Aufgabe 1: Finde in den Datenzeilen jede Zeile, die das Wort „flat“ enthält, und gib sie unverändert wieder. Groß- und Kleinschreibung ist dabei zu beachten.

Textauszug:
___
Diese Frage haben wir – Joshua Tauer und Philipp Riedl – uns letztes Jahr auch gestellt und angefangen die Randbedingungen festzulegen: in Frage kommen nur die kürzesten Nächte um den 21.06. diese sind kürzer als 7h. Als nächstes brauchten wir ein Flugzeug, das mindestens 7h am Stück fliegen kann, damit wir genug Reserve hätten. Die Vereinsflugzeuge waren damit raus, weil die beiden Motorsegler keine Zulassung zum Nachtflug haben und die DR400 nur max. 4h sichere Flugzeit + Reserve schafft. Daher fiel die Wahl auf Philipp’s Piper Arrow IV (D-EEEL). Mit 272l Sprit sollten wir durch die Nacht kommen – aber nur wenn wir effizient fliegen. Im Gegensatz zu Automotoren, bei denen heutzutage die Elektronik das Gemisch aus Treibstoff und Luft reguliert, ist bei Flugzeugen meistens noch der Pilot gefragt. So auch beim Lycoming IO-360-C1C6 der Arrow, ein Einspritzer mit 200 PS Startleistung, designed in den 60er Jahren. Als Basis diente uns das Flughandbuch, mit dem wir uns für eine Reiseflughöhe von 8.000ft (das entspricht ca. 2.640m) entschieden, da dort sie Arrow am effizientesten fliegt. Um uns wirklich sicher zu sein, dass die Zahlen im Handbuch auch nach 41 Jahren und fast 10.000h Flugstunden immer noch zu dem Flugzeug passen, haben wir ein paar Erprobungsflüge durchgeführt und uns den Treibstoffverbrauch im Vergleich zur Motorleistung / F luggeschwindigkeit erflogen. So lange bis wir eine Einstellung hatten, bei der wir auf einen Verbrauch von etwa 7.5 US Gallonen / Stunde (das entspricht ca. 28l/h) und einer Geschwindigkeit von 105kt (das enstpricht ca. 195km/h) kamen.
___
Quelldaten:

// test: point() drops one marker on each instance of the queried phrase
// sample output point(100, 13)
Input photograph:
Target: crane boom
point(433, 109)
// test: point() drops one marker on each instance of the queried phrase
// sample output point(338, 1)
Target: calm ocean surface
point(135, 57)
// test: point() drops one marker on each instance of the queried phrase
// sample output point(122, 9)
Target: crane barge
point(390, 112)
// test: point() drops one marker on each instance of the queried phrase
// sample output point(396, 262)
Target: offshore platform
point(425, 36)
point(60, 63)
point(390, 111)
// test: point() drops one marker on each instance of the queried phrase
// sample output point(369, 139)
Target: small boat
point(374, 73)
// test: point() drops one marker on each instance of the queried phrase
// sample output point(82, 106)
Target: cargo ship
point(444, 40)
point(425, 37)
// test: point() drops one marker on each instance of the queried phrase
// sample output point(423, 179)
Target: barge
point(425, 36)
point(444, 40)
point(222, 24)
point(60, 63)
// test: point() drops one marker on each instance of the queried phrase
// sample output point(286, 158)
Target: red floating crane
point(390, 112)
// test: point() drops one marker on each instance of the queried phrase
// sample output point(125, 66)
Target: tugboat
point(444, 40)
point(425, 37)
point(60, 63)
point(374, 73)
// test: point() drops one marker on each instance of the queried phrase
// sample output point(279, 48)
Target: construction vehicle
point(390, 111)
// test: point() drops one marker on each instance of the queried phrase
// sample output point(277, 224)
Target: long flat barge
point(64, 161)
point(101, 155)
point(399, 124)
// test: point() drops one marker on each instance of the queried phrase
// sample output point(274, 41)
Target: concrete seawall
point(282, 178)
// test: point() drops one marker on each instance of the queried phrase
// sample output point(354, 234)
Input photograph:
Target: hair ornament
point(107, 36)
___
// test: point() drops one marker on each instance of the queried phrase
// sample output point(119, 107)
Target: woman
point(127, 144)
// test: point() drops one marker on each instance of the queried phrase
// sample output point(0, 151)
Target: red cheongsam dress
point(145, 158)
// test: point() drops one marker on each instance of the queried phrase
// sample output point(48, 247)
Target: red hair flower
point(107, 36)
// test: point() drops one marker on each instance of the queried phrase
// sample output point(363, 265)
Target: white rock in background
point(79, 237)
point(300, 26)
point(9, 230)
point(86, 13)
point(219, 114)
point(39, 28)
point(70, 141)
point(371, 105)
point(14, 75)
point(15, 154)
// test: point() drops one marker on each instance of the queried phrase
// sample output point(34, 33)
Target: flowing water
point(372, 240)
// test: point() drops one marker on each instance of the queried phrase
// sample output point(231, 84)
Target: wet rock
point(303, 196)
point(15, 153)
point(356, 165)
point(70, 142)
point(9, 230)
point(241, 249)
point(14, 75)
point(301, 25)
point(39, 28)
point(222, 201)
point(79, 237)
___
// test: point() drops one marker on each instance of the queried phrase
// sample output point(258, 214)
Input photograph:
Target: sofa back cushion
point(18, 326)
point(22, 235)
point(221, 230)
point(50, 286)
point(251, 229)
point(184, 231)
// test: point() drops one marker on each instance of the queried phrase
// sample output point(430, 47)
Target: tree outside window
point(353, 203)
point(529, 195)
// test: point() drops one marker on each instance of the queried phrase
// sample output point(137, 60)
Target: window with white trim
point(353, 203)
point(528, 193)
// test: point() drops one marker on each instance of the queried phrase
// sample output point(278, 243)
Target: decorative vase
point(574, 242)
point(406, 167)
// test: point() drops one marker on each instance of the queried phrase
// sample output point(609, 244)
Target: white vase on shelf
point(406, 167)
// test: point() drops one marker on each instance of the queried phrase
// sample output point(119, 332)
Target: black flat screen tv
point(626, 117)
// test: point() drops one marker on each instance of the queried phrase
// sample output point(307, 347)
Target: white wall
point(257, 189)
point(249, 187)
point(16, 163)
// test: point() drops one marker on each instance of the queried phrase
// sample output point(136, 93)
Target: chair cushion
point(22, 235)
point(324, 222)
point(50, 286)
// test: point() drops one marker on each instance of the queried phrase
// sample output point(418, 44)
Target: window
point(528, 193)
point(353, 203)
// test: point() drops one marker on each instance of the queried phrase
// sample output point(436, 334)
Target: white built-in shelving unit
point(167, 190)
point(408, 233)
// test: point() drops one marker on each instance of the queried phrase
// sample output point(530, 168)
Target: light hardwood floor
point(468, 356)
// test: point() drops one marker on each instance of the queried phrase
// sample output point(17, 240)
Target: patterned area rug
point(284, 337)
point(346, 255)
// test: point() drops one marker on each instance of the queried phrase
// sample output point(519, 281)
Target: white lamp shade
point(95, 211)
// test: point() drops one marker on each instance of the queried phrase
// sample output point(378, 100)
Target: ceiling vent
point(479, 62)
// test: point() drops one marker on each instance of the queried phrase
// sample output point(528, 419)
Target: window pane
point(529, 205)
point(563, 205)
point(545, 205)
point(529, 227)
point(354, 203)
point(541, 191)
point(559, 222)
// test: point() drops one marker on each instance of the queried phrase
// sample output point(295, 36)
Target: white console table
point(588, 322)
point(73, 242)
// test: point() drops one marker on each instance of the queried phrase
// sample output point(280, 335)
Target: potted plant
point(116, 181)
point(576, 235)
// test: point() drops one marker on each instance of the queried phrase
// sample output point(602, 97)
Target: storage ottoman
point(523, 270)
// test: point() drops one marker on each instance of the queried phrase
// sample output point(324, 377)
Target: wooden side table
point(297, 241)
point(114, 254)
___
Aufgabe 2: Für welche Reiseflughöhe entschieden sich die beiden Piloten laut dem Textauszug, und aus welchem Grund?

Lösung 1:
Target: long flat barge
Target: black flat screen tv

Lösung 2: Sie wählten 8.000 ft (ca. 2.640 m), weil die Arrow dort am effizientesten fliegt.